» **演習文**:
Astri Nur Faizah, Daisuke Kobayashi, Faustus Akankperiwen Azerigyik, Ryo Matsumura, Izumi Kai, Yoshihide Maekawa, Yukiko Higa, Kentaro Itokawa, Toshinori Sasaki, Kris Cahyo Mulyatno, Sri Subekti, Maria Inge Lusida, Etik Ainun Rohmah, Yasuko Mori, Yusuf Ozbel, Chizu Sanjoba, Tran Vu Phong, Tran Cong Tu, Shinji Kasai, Kyoko Sawabe and Haruhiko Isawa

Emerging Microbes & Infections (EMI), 14(1)

» **提供データ**:
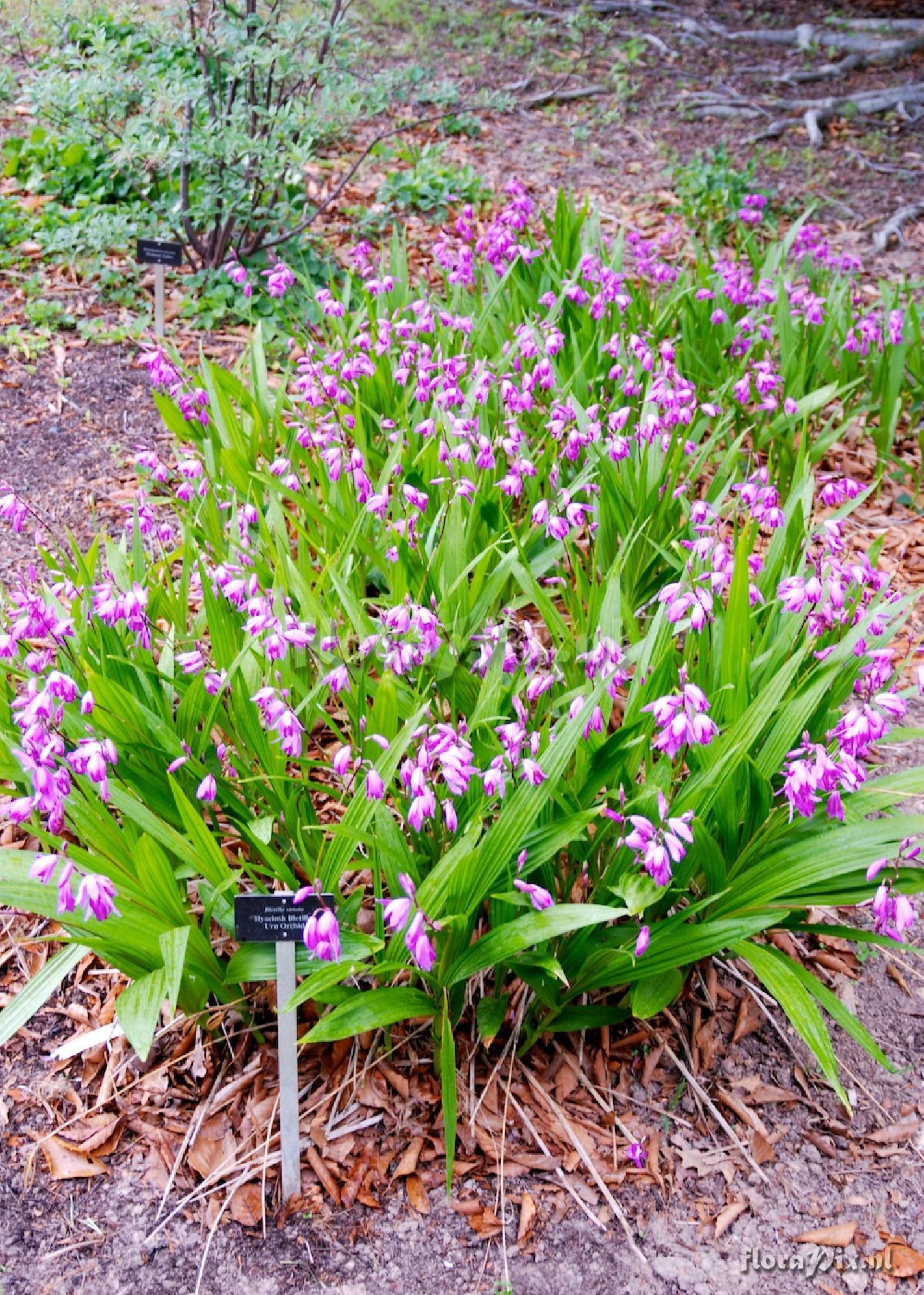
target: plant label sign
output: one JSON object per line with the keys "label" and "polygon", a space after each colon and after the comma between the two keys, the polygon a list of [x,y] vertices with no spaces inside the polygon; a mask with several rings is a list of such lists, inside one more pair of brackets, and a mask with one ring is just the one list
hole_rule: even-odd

» **作業項目**:
演習文について、次の問いに答えてください。
1. 最初に挙げられている人名は何ですか。
2. 最後に挙げられている人名は何ですか。
3. 誌名「Emerging Microbes & Infections」の略称は何ですか。
提供データの各行は、演習文とは関係がありません。

» **解答欄**:
1. Astri Nur Faizah
2. Haruhiko Isawa
3. EMI